Recorded data
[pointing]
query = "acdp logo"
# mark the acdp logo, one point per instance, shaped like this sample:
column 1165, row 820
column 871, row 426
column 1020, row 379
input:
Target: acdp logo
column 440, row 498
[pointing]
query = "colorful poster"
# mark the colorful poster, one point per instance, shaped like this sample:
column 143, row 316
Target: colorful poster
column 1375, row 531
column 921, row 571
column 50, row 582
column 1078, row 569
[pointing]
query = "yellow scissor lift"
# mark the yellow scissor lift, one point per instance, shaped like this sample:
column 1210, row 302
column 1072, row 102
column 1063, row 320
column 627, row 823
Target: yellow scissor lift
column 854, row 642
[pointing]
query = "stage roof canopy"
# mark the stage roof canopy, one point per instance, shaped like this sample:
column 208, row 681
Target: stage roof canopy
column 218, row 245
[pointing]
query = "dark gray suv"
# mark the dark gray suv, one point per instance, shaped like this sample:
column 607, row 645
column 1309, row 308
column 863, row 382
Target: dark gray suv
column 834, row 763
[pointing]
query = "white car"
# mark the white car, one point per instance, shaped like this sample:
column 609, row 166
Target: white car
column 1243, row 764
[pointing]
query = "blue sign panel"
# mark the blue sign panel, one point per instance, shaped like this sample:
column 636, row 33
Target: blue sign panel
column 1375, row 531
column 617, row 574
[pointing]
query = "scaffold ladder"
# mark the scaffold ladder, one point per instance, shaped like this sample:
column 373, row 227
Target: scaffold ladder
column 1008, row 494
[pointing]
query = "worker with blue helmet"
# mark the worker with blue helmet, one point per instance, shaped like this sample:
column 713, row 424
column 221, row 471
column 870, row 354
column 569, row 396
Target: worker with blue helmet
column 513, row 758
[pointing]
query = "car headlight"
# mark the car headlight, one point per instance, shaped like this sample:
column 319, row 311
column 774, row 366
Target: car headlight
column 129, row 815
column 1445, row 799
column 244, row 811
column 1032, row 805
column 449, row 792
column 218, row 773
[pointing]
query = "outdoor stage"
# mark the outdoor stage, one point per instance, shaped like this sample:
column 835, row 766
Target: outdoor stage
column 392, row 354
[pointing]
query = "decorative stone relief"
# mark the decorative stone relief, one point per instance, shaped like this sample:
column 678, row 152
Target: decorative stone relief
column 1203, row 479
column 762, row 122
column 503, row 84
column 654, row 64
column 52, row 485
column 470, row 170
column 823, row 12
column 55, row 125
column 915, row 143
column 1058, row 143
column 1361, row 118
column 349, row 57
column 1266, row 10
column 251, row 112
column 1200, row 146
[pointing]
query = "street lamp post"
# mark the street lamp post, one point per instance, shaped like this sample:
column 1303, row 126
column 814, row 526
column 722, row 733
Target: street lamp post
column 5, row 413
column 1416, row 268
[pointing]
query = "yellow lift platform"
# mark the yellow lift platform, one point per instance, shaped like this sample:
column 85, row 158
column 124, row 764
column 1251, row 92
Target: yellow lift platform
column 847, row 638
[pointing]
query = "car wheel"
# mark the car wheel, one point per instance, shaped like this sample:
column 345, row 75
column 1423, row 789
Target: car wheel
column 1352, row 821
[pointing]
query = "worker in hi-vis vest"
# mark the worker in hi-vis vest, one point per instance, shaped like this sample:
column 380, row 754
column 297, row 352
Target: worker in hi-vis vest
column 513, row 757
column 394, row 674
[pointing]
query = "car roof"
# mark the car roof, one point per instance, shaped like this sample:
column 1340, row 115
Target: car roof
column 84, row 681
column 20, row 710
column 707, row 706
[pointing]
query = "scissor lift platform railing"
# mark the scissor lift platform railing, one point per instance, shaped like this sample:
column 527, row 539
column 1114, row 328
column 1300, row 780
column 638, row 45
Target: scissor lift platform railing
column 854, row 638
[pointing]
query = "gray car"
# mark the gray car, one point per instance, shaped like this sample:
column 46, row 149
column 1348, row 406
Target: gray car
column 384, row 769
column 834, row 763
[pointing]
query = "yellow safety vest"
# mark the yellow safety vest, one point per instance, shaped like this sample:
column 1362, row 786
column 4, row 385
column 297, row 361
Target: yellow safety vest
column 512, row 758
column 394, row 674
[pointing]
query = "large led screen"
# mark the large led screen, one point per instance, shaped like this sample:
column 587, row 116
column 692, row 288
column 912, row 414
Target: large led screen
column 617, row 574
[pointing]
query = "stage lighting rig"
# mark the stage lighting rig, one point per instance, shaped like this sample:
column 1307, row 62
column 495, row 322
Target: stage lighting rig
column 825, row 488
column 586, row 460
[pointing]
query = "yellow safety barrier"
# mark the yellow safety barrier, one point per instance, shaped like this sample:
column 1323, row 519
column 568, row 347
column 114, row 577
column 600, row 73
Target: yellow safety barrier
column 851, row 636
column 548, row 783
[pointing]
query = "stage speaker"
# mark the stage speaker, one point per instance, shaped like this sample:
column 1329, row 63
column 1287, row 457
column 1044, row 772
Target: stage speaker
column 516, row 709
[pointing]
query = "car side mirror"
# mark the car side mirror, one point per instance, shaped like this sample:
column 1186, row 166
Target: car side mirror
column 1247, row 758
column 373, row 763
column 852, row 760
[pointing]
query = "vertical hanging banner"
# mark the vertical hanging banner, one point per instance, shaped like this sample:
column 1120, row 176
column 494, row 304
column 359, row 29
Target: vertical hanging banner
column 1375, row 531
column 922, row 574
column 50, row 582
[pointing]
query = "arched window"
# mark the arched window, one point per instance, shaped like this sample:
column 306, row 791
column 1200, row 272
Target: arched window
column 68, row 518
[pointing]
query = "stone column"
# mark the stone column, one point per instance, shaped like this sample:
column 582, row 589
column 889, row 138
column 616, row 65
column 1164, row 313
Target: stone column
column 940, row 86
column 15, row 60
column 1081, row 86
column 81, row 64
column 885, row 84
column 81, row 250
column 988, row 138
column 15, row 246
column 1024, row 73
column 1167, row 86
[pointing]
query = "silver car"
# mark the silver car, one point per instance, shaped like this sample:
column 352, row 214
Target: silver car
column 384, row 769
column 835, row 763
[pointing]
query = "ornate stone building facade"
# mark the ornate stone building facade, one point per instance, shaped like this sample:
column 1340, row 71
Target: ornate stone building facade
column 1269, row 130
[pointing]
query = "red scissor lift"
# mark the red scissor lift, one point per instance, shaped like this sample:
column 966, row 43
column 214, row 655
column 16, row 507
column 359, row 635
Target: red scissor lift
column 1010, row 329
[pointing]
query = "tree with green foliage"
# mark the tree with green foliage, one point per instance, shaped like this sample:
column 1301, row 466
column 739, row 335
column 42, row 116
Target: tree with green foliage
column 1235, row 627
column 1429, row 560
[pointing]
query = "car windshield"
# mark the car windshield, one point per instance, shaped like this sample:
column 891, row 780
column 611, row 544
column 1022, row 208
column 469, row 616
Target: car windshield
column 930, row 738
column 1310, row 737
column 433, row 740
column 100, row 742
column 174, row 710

§ Goal of the exercise
Would you please give all of the records again exactly as they stand?

§ Task solution
[pointing]
query = "acdp logo"
# mark the acdp logo, one point per instance, shaped like this sample:
column 1165, row 820
column 871, row 426
column 1020, row 379
input:
Target: acdp logo
column 440, row 498
[pointing]
query = "colorful poster"
# mark the colorful poster, one point per instance, shaped like this sample:
column 143, row 316
Target: colorful poster
column 1375, row 531
column 921, row 571
column 50, row 582
column 1078, row 569
[pointing]
query = "yellow scissor lift"
# mark the yellow scissor lift, one point per instance, shaped like this sample:
column 1210, row 302
column 1072, row 102
column 1063, row 320
column 627, row 823
Target: yellow scissor lift
column 854, row 642
[pointing]
query = "stage roof canopy"
# mark the stage roof canopy, one point per instance, shaped like this sample:
column 208, row 681
Target: stage roof canopy
column 218, row 245
[pointing]
query = "dark gray suv"
# mark the dark gray suv, one point per instance, shaped like this sample:
column 607, row 645
column 1309, row 308
column 863, row 382
Target: dark gray suv
column 834, row 763
[pointing]
query = "white car"
# mark the white car, one point per instance, shaped like this sample:
column 609, row 166
Target: white car
column 1243, row 764
[pointing]
query = "blue sign panel"
# mark the blue sign panel, one point per instance, shaped like this sample:
column 636, row 33
Target: blue sign panel
column 1375, row 531
column 617, row 574
[pointing]
query = "scaffold ladder"
# mark the scaffold ladder, one point per instance, shaped like this sample:
column 373, row 227
Target: scaffold ladder
column 1008, row 494
[pointing]
query = "worker with blue helmet"
# mark the worker with blue helmet, one point per instance, shaped like this sample:
column 713, row 424
column 221, row 471
column 870, row 354
column 569, row 396
Target: worker with blue helmet
column 513, row 758
[pointing]
query = "car headlight"
# mark the car headlight, one point per instance, shaped like this sample:
column 319, row 311
column 774, row 366
Target: car headlight
column 129, row 815
column 1445, row 799
column 244, row 811
column 1032, row 805
column 449, row 792
column 218, row 773
[pointing]
query = "outdoor stage"
# mark the outdoor stage, one point per instance, shaped like this sample:
column 835, row 766
Target: outdoor stage
column 392, row 354
[pointing]
query = "decorative stone relief"
# mark the decorative stone relief, one point per instance, shaped like this sample:
column 678, row 152
Target: decorative stone relief
column 1203, row 479
column 762, row 122
column 503, row 84
column 654, row 64
column 52, row 485
column 470, row 170
column 823, row 12
column 55, row 125
column 915, row 143
column 1058, row 143
column 1361, row 118
column 349, row 57
column 1266, row 10
column 251, row 112
column 1200, row 146
[pointing]
query = "street lamp post"
# mark the street lamp post, one point per instance, shaped like this sample:
column 1303, row 126
column 814, row 526
column 722, row 733
Target: street lamp post
column 5, row 413
column 1416, row 268
[pointing]
query = "yellow lift platform"
# mark the yellow lift platform, one point per instance, shaped like this sample:
column 85, row 158
column 124, row 764
column 1251, row 92
Target: yellow lift platform
column 847, row 638
[pointing]
query = "car wheel"
# mark the car wheel, one point per instance, shaped like this sample:
column 345, row 75
column 1423, row 789
Target: car wheel
column 1352, row 821
[pointing]
query = "worker in hi-vis vest"
# mark the worker in hi-vis vest, one point per instance, shaped like this sample:
column 380, row 754
column 297, row 352
Target: worker in hi-vis vest
column 513, row 757
column 394, row 674
[pointing]
query = "car roof"
# mark the car roof, one point per instance, shaped like this sample:
column 1340, row 115
Target: car roof
column 84, row 681
column 20, row 710
column 707, row 706
[pointing]
query = "scissor lift platform railing"
# mark the scissor lift platform railing, one point per instance, shaped like this sample:
column 527, row 539
column 1114, row 328
column 1300, row 780
column 638, row 45
Target: scissor lift platform railing
column 854, row 638
[pointing]
query = "gray car"
# mark the gray car, one point per instance, shaped like this sample:
column 46, row 149
column 1348, row 406
Target: gray car
column 384, row 769
column 834, row 763
[pointing]
query = "yellow safety vest"
# mark the yellow safety vest, one point per instance, shaped like this sample:
column 1362, row 786
column 4, row 385
column 297, row 361
Target: yellow safety vest
column 512, row 758
column 394, row 674
[pointing]
query = "large led screen"
# mark the large led screen, one point per instance, shaped like this sample:
column 587, row 116
column 692, row 288
column 912, row 414
Target: large led screen
column 617, row 574
[pointing]
query = "stage lighting rig"
# mark the stage lighting rig, one point per instance, shaped like this sample:
column 1307, row 62
column 495, row 322
Target: stage lighting rig
column 825, row 488
column 586, row 460
[pointing]
query = "yellow safety barrier"
# mark the yellow safety barrier, one point per instance, shaped like this sample:
column 1323, row 519
column 568, row 347
column 114, row 577
column 600, row 73
Target: yellow safety barrier
column 851, row 636
column 548, row 783
[pointing]
query = "stage speaker"
# mark the stage speaker, one point per instance, shaped like this sample:
column 1329, row 63
column 1287, row 457
column 1044, row 772
Target: stage speaker
column 516, row 709
[pointing]
query = "car side mirror"
# mark the car side mirror, one point per instance, shaped like this sample:
column 1186, row 166
Target: car side mirror
column 1247, row 758
column 373, row 763
column 852, row 760
[pointing]
query = "vertical hanging banner"
# mark the vertical hanging banner, one point per instance, shaped like this sample:
column 1120, row 176
column 494, row 304
column 359, row 29
Target: vertical hanging banner
column 1375, row 531
column 922, row 574
column 50, row 582
[pointing]
query = "arched window"
# mark the arched window, one point per instance, shaped like this sample:
column 306, row 791
column 1200, row 272
Target: arched window
column 68, row 518
[pointing]
query = "stone column"
# mark the stone column, one point per instance, shaped like this sample:
column 582, row 589
column 889, row 138
column 616, row 65
column 1164, row 313
Target: stone column
column 940, row 86
column 15, row 60
column 1081, row 86
column 81, row 64
column 885, row 84
column 81, row 250
column 988, row 138
column 15, row 246
column 1024, row 73
column 1167, row 86
[pointing]
query = "silver car"
# mark the silver car, one point per instance, shaped like this sample:
column 352, row 214
Target: silver car
column 384, row 769
column 835, row 763
[pointing]
query = "ornate stone building facade"
# mark the ornate stone building facade, one point per instance, shaped like this sample:
column 1340, row 71
Target: ornate stone building facade
column 1269, row 130
[pointing]
query = "red scissor lift"
# mark the red scissor lift, one point per instance, shaped like this sample:
column 966, row 43
column 214, row 655
column 16, row 507
column 359, row 635
Target: red scissor lift
column 1010, row 329
[pointing]
query = "tree with green foliage"
# mark the tree with green foliage, one point per instance, shaped like this sample:
column 1301, row 466
column 739, row 335
column 42, row 116
Target: tree with green foliage
column 1235, row 627
column 1429, row 560
[pointing]
query = "car windshield"
# mark the car windshield, one point per instance, shaped like this sample:
column 891, row 780
column 611, row 544
column 1022, row 208
column 469, row 616
Target: car windshield
column 930, row 738
column 1310, row 737
column 433, row 740
column 100, row 742
column 174, row 710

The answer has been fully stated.